=== Task goal ===
Select every line below that contains the word "soft", matching case exactly, and copy each one out.

(Pointing records)
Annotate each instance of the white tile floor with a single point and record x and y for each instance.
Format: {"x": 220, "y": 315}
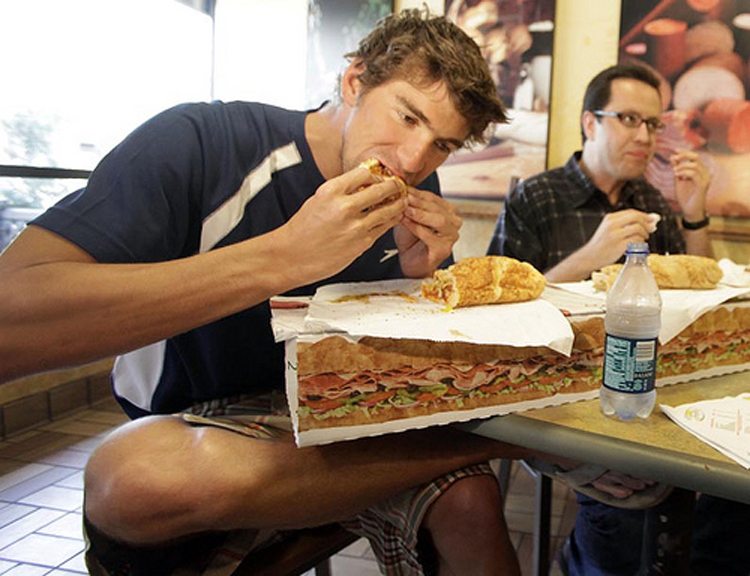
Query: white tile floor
{"x": 41, "y": 496}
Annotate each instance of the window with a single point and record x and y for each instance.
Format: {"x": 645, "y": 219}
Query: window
{"x": 78, "y": 75}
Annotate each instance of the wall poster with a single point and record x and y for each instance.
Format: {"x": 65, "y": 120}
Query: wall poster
{"x": 699, "y": 49}
{"x": 335, "y": 27}
{"x": 516, "y": 40}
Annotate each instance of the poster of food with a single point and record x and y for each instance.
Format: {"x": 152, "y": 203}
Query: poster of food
{"x": 699, "y": 49}
{"x": 515, "y": 37}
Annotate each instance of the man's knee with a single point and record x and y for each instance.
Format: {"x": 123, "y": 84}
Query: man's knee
{"x": 129, "y": 486}
{"x": 474, "y": 499}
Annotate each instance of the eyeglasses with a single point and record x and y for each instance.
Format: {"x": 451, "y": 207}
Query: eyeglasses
{"x": 633, "y": 120}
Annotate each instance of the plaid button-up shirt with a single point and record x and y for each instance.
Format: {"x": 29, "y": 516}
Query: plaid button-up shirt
{"x": 551, "y": 215}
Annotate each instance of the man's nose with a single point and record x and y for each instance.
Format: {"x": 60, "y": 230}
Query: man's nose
{"x": 643, "y": 133}
{"x": 413, "y": 154}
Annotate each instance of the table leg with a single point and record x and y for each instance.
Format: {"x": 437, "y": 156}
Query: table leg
{"x": 666, "y": 535}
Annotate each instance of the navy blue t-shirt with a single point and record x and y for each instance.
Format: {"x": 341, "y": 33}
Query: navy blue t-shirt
{"x": 194, "y": 178}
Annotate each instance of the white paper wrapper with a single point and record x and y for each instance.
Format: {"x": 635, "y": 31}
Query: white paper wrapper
{"x": 737, "y": 275}
{"x": 395, "y": 309}
{"x": 680, "y": 308}
{"x": 721, "y": 424}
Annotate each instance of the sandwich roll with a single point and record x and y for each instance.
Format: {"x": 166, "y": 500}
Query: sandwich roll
{"x": 373, "y": 380}
{"x": 381, "y": 173}
{"x": 484, "y": 280}
{"x": 683, "y": 271}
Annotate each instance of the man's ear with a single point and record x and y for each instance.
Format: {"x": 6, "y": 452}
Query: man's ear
{"x": 588, "y": 121}
{"x": 351, "y": 87}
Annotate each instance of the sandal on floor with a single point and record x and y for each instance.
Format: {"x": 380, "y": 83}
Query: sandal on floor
{"x": 580, "y": 478}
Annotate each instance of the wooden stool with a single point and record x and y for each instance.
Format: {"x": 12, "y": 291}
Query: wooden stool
{"x": 301, "y": 551}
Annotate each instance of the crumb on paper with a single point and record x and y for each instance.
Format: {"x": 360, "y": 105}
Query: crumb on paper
{"x": 366, "y": 297}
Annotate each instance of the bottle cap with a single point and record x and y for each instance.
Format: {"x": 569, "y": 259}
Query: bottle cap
{"x": 637, "y": 248}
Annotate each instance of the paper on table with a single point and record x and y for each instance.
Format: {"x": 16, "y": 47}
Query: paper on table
{"x": 723, "y": 424}
{"x": 395, "y": 309}
{"x": 734, "y": 274}
{"x": 680, "y": 308}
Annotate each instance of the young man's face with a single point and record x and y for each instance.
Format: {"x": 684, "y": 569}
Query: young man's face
{"x": 621, "y": 152}
{"x": 410, "y": 129}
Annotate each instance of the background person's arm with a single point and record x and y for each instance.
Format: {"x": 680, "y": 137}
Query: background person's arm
{"x": 692, "y": 179}
{"x": 606, "y": 246}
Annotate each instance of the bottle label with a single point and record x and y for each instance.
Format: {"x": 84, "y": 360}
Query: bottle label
{"x": 629, "y": 364}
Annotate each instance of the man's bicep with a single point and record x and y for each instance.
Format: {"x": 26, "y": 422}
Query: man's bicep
{"x": 36, "y": 245}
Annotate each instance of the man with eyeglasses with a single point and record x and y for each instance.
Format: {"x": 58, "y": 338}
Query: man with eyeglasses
{"x": 575, "y": 219}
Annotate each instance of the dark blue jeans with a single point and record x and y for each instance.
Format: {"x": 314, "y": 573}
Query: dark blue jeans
{"x": 606, "y": 541}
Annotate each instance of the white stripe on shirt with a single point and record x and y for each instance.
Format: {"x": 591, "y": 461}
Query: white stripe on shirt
{"x": 222, "y": 220}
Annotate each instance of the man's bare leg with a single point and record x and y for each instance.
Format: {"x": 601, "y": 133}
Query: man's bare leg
{"x": 159, "y": 478}
{"x": 468, "y": 530}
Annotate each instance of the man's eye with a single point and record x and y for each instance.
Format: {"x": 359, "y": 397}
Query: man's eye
{"x": 407, "y": 119}
{"x": 444, "y": 147}
{"x": 631, "y": 120}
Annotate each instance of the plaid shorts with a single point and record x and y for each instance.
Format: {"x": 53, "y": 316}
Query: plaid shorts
{"x": 392, "y": 526}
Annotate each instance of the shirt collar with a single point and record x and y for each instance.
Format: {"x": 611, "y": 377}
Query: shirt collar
{"x": 585, "y": 189}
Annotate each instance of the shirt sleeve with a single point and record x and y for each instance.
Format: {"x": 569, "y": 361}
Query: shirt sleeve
{"x": 514, "y": 234}
{"x": 138, "y": 203}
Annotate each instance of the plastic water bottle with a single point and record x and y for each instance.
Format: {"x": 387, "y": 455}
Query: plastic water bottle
{"x": 631, "y": 323}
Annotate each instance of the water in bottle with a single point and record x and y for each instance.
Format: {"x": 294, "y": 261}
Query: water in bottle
{"x": 632, "y": 323}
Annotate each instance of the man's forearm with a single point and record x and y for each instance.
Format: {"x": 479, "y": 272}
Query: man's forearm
{"x": 698, "y": 243}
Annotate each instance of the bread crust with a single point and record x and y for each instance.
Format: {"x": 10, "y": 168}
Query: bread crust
{"x": 716, "y": 332}
{"x": 672, "y": 271}
{"x": 484, "y": 280}
{"x": 382, "y": 172}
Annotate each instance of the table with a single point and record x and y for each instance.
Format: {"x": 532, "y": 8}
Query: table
{"x": 655, "y": 448}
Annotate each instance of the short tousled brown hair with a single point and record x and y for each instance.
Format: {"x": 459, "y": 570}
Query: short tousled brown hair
{"x": 418, "y": 47}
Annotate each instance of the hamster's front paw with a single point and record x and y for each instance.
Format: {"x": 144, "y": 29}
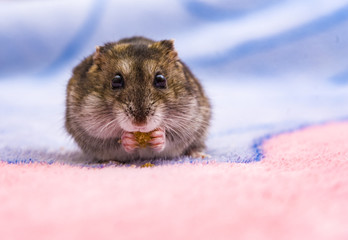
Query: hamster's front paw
{"x": 129, "y": 142}
{"x": 158, "y": 140}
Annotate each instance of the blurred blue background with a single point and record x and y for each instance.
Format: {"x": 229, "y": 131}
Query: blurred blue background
{"x": 263, "y": 38}
{"x": 268, "y": 66}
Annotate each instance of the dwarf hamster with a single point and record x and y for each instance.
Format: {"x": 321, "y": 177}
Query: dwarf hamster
{"x": 136, "y": 85}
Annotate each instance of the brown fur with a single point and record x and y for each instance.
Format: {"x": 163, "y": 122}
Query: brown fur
{"x": 92, "y": 106}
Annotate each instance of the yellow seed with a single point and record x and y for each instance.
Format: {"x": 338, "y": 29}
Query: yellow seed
{"x": 142, "y": 138}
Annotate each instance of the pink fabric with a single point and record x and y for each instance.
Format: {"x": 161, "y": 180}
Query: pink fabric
{"x": 298, "y": 191}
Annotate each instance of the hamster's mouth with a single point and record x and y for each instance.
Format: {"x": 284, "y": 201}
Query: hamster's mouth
{"x": 143, "y": 128}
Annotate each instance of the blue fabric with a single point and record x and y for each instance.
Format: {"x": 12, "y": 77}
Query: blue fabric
{"x": 268, "y": 66}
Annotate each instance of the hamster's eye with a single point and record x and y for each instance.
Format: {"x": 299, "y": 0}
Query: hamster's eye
{"x": 160, "y": 81}
{"x": 117, "y": 82}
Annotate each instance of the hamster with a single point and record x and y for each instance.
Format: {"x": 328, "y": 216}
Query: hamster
{"x": 136, "y": 85}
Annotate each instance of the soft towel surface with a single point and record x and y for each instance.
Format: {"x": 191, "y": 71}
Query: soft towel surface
{"x": 298, "y": 191}
{"x": 270, "y": 68}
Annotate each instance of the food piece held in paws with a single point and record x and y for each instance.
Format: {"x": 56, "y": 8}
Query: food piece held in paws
{"x": 142, "y": 138}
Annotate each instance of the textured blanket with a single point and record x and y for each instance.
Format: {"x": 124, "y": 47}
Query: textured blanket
{"x": 277, "y": 75}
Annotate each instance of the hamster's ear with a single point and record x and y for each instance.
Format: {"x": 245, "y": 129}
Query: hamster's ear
{"x": 167, "y": 47}
{"x": 98, "y": 50}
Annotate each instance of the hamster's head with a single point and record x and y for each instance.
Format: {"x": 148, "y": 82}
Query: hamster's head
{"x": 134, "y": 87}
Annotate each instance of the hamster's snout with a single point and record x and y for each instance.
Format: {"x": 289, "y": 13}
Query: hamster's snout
{"x": 141, "y": 119}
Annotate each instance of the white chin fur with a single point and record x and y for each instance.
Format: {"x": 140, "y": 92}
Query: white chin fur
{"x": 152, "y": 123}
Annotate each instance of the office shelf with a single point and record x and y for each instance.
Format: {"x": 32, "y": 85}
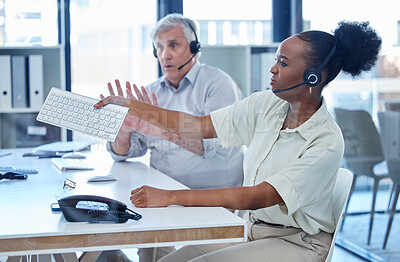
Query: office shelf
{"x": 18, "y": 127}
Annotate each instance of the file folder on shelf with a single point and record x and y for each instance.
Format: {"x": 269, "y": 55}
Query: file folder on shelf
{"x": 19, "y": 83}
{"x": 35, "y": 81}
{"x": 5, "y": 82}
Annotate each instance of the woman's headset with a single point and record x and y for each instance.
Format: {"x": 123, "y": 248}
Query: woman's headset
{"x": 312, "y": 77}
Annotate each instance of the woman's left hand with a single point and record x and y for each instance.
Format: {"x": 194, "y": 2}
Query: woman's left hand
{"x": 147, "y": 196}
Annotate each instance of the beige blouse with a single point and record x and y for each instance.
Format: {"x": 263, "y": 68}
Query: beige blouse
{"x": 301, "y": 163}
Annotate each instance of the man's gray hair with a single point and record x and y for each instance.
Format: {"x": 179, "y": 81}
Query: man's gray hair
{"x": 174, "y": 20}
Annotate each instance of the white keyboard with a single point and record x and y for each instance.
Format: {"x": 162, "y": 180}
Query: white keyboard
{"x": 76, "y": 112}
{"x": 70, "y": 164}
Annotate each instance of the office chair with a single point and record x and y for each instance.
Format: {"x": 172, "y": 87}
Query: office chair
{"x": 389, "y": 123}
{"x": 341, "y": 193}
{"x": 363, "y": 152}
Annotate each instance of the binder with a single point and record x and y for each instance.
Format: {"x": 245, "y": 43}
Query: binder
{"x": 19, "y": 83}
{"x": 35, "y": 67}
{"x": 5, "y": 82}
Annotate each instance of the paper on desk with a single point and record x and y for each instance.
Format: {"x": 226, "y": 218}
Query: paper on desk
{"x": 68, "y": 146}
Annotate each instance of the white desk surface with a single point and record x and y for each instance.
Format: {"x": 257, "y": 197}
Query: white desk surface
{"x": 30, "y": 227}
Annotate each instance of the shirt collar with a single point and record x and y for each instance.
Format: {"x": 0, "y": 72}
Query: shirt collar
{"x": 189, "y": 78}
{"x": 310, "y": 127}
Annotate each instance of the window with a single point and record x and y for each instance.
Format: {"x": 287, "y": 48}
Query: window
{"x": 231, "y": 22}
{"x": 28, "y": 23}
{"x": 375, "y": 89}
{"x": 110, "y": 40}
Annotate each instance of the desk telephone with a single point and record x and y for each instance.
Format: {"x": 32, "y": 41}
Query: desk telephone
{"x": 93, "y": 209}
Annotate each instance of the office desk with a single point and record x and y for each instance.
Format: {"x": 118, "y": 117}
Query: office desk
{"x": 30, "y": 227}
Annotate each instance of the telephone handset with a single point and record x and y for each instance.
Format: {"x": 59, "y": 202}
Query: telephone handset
{"x": 93, "y": 209}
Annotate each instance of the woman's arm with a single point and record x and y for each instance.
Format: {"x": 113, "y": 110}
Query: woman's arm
{"x": 176, "y": 122}
{"x": 242, "y": 198}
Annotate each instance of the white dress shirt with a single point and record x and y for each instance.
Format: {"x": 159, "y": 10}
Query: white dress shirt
{"x": 301, "y": 163}
{"x": 203, "y": 90}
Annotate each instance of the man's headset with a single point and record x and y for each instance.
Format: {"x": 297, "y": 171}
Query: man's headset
{"x": 195, "y": 47}
{"x": 313, "y": 77}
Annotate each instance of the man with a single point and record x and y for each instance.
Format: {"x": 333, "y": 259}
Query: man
{"x": 195, "y": 88}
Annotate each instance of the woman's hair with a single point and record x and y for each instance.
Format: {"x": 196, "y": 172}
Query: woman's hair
{"x": 357, "y": 49}
{"x": 174, "y": 20}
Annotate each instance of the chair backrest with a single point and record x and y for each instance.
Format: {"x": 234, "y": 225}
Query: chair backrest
{"x": 340, "y": 194}
{"x": 363, "y": 148}
{"x": 389, "y": 123}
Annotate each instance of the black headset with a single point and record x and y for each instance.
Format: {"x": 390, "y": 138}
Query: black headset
{"x": 195, "y": 45}
{"x": 312, "y": 77}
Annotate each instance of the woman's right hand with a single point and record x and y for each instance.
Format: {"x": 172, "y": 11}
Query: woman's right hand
{"x": 132, "y": 123}
{"x": 147, "y": 196}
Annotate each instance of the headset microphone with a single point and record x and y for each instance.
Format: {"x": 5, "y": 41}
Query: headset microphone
{"x": 194, "y": 45}
{"x": 286, "y": 89}
{"x": 179, "y": 68}
{"x": 312, "y": 77}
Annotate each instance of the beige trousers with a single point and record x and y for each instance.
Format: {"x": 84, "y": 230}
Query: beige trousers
{"x": 266, "y": 243}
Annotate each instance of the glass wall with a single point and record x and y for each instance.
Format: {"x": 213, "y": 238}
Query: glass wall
{"x": 375, "y": 91}
{"x": 28, "y": 23}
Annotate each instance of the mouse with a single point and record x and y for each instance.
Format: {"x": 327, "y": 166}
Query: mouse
{"x": 101, "y": 178}
{"x": 73, "y": 155}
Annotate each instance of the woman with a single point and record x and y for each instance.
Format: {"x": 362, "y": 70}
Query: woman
{"x": 294, "y": 150}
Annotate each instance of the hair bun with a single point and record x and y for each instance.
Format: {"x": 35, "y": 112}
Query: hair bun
{"x": 358, "y": 46}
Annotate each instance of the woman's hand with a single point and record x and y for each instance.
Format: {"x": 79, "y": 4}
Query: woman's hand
{"x": 147, "y": 196}
{"x": 132, "y": 123}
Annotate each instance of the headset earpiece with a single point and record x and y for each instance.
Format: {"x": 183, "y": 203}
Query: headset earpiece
{"x": 195, "y": 45}
{"x": 154, "y": 51}
{"x": 312, "y": 77}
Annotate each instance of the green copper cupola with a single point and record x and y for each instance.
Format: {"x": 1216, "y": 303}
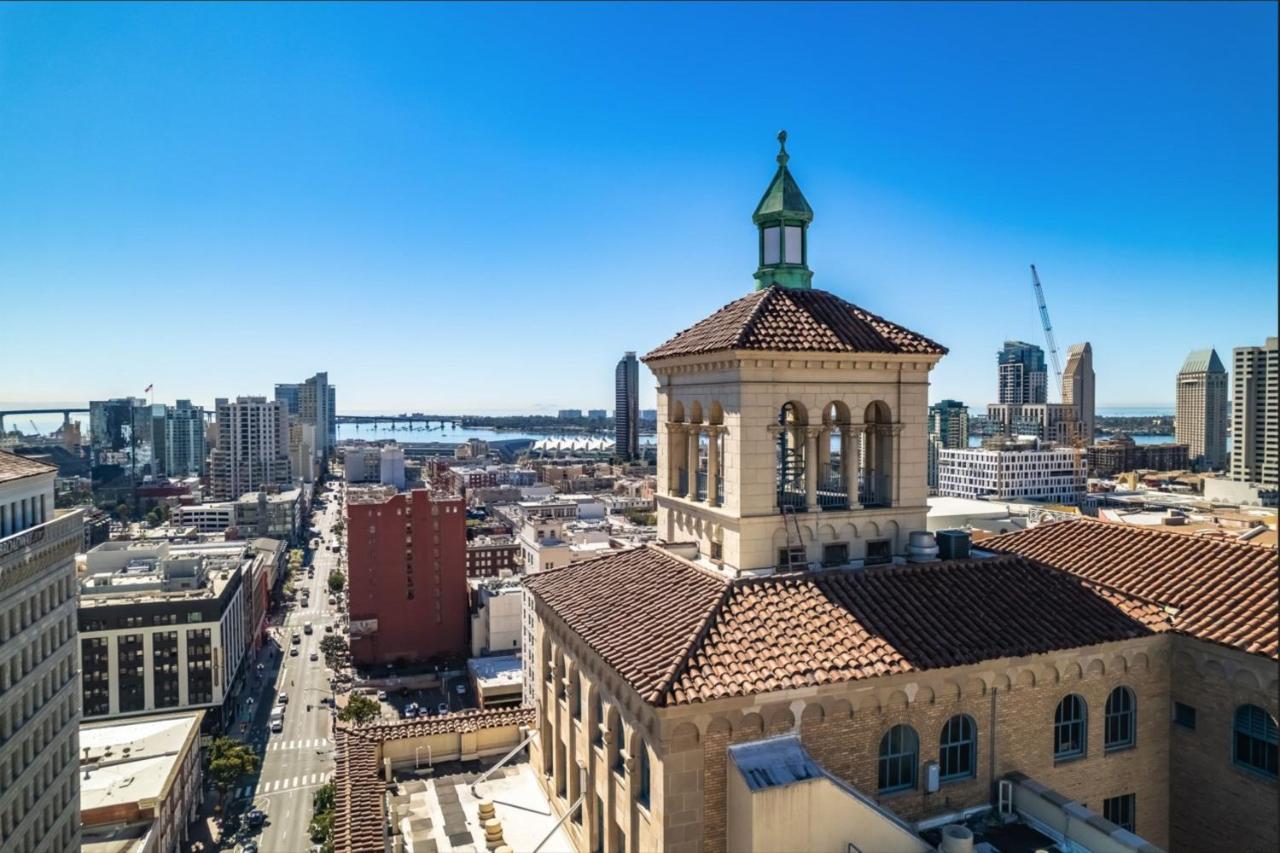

=== Response for this exercise ===
Annotate each instance of the soft towel surface with a single point and record x and y for each instance.
Query: soft towel surface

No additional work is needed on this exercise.